Exercise goal: From the items below, report each line that contains the string "short". Case counts.

^^^^^^^^

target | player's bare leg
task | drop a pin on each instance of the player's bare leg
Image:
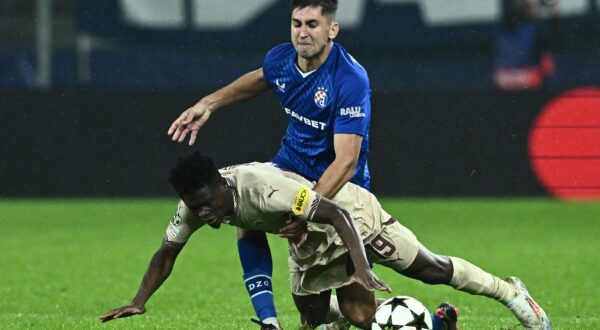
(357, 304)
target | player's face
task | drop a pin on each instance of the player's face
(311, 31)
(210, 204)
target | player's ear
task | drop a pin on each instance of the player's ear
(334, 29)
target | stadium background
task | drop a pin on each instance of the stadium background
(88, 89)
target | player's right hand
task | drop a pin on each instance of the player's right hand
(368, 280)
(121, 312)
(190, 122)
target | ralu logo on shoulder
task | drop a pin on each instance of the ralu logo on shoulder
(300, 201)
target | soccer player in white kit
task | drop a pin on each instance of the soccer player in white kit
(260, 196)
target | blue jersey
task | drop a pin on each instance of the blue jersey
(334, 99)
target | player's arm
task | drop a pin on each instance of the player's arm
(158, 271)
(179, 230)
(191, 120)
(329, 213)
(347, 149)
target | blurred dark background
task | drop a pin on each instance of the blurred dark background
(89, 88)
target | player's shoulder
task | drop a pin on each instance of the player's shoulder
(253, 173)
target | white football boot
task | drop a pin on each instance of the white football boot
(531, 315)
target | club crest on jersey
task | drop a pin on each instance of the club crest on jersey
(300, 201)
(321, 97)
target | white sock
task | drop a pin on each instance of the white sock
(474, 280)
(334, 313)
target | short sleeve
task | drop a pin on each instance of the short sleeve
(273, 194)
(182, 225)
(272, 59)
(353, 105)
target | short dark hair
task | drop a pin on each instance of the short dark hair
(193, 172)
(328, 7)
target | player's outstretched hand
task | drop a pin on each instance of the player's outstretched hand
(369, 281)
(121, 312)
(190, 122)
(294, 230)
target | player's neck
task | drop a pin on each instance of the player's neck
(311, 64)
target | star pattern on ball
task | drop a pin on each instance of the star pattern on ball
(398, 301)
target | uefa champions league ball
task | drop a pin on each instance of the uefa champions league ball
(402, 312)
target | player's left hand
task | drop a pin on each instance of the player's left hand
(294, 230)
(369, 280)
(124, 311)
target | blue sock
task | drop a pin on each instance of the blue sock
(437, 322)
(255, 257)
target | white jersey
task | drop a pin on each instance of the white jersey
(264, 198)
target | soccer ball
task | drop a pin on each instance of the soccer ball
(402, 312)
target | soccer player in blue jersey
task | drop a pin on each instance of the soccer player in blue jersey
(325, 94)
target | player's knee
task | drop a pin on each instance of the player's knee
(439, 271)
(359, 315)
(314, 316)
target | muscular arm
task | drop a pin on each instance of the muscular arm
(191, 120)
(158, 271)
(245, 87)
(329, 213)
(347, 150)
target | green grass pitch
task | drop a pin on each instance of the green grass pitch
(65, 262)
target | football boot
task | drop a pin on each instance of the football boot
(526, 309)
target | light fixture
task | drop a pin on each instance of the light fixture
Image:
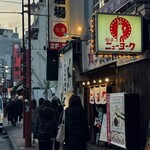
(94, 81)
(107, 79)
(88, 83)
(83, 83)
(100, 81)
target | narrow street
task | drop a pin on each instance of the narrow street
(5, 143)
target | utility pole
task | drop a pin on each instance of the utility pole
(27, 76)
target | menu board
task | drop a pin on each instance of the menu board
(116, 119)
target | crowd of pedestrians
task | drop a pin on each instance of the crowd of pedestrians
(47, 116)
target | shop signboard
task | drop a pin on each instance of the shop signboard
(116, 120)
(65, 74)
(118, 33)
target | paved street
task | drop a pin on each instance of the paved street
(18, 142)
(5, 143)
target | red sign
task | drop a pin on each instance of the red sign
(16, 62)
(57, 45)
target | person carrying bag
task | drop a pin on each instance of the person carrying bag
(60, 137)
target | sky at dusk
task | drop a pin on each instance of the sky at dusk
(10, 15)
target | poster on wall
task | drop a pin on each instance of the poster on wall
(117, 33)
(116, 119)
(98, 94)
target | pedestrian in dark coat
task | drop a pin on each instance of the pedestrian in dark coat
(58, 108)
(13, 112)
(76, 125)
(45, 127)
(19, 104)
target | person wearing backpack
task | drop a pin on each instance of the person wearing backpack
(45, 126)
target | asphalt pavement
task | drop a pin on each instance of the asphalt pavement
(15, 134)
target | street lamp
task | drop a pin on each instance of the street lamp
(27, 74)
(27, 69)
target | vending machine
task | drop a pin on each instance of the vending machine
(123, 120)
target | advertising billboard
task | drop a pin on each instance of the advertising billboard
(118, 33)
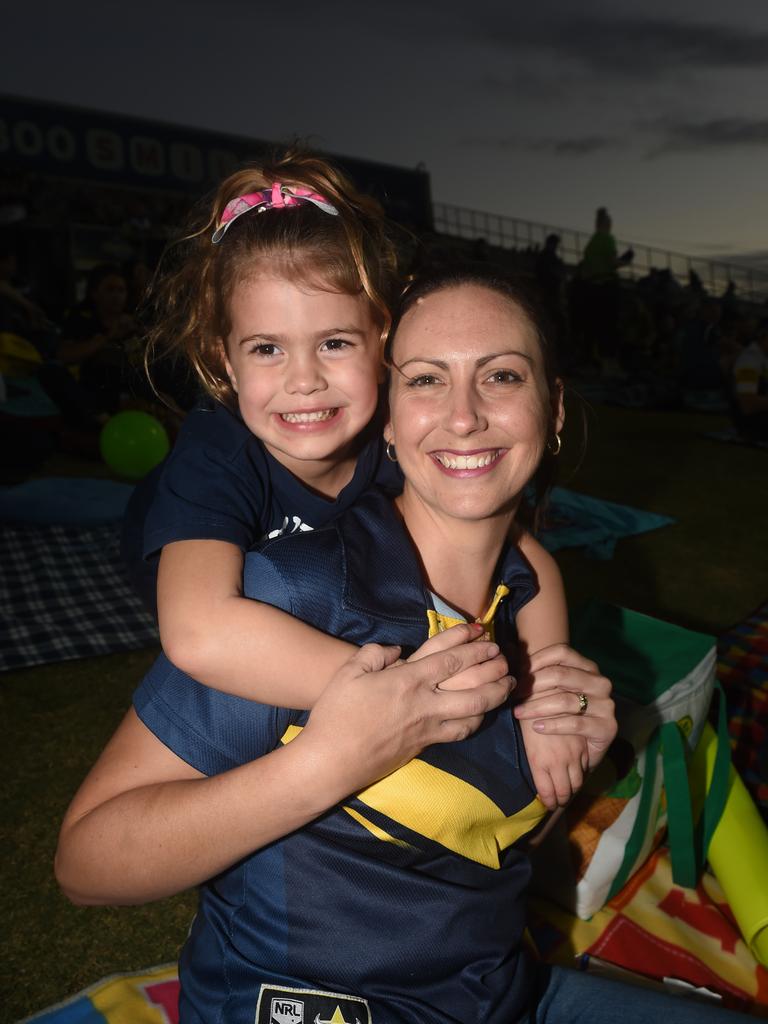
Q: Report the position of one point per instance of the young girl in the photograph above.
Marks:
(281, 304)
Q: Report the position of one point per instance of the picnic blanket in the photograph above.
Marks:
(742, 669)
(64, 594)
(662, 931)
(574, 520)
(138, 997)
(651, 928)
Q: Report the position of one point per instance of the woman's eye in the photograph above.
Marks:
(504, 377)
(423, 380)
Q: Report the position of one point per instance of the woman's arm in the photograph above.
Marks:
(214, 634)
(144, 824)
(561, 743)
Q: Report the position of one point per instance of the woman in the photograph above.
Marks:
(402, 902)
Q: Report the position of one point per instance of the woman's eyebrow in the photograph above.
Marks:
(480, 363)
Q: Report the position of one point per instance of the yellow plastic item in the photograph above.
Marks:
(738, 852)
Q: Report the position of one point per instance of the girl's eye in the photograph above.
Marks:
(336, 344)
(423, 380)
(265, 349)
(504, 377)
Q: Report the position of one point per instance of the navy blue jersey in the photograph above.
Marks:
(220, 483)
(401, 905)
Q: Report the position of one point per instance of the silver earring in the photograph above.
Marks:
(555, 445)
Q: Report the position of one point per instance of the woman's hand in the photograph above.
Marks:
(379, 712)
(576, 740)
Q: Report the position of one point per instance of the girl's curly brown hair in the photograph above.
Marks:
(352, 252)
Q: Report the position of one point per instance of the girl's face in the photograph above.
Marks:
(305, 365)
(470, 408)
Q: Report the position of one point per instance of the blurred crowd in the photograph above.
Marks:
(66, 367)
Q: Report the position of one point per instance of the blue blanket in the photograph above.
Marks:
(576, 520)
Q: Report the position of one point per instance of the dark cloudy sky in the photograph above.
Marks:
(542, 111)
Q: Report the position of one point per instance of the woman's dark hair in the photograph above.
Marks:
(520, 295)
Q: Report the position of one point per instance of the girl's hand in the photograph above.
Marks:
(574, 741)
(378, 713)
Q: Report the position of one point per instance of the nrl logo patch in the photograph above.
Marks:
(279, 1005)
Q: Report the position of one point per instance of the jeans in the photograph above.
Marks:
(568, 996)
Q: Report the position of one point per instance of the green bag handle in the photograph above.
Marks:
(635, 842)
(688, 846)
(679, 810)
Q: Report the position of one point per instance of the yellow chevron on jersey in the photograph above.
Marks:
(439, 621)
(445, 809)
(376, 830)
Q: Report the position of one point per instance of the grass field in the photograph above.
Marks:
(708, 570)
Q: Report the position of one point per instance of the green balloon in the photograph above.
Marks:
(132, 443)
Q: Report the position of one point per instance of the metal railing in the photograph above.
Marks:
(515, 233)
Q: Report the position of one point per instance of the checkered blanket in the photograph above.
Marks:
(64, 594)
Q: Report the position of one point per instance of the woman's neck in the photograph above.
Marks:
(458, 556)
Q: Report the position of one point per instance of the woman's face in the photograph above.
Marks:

^^^^^^^^

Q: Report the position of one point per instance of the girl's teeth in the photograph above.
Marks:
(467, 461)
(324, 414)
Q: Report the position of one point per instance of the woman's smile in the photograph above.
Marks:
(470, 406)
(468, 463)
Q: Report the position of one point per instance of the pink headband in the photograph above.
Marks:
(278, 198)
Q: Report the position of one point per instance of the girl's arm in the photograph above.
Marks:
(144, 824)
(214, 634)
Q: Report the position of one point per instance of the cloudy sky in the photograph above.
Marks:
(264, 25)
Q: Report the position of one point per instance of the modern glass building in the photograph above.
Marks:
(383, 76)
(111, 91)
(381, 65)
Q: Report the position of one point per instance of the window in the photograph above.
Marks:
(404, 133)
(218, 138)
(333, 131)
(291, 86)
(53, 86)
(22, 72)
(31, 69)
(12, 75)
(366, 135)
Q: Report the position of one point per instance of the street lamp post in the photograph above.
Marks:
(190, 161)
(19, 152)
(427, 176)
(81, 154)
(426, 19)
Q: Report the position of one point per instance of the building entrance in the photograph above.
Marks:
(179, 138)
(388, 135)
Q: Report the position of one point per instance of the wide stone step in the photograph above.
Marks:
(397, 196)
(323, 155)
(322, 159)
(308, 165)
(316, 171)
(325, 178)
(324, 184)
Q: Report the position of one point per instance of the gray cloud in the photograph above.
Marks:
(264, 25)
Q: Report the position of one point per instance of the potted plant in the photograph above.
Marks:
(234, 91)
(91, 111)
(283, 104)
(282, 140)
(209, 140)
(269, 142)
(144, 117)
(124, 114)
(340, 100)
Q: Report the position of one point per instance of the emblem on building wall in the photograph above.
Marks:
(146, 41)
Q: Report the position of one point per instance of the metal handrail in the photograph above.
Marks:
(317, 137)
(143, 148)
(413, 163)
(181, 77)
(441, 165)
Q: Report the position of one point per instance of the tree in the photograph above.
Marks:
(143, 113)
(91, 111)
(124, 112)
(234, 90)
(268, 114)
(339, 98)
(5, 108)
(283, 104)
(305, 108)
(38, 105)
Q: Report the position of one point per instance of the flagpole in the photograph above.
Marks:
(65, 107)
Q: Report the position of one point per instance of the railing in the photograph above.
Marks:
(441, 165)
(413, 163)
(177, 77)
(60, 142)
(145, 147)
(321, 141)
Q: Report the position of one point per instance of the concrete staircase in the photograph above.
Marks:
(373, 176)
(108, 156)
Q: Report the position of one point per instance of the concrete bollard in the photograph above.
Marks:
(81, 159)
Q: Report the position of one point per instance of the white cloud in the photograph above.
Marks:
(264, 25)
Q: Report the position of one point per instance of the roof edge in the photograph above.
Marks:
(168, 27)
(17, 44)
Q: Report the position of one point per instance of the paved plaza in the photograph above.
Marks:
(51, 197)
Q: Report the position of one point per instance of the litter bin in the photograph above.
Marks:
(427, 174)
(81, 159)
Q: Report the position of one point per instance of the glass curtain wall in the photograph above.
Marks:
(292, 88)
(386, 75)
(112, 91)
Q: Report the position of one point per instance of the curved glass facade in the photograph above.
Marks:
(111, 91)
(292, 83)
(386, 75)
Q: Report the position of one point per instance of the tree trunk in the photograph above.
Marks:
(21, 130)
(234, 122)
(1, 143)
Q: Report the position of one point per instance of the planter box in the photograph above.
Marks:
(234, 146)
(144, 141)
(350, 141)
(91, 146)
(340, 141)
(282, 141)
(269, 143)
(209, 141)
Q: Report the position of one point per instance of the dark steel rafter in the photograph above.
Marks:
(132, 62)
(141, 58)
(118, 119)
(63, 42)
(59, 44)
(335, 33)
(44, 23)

^^^^^^^^

Output:
target | short sleeve
task | drop a pin on each instance of the short sleeve
target | short dark hair
task | drop a pin on each instance of the short dark hair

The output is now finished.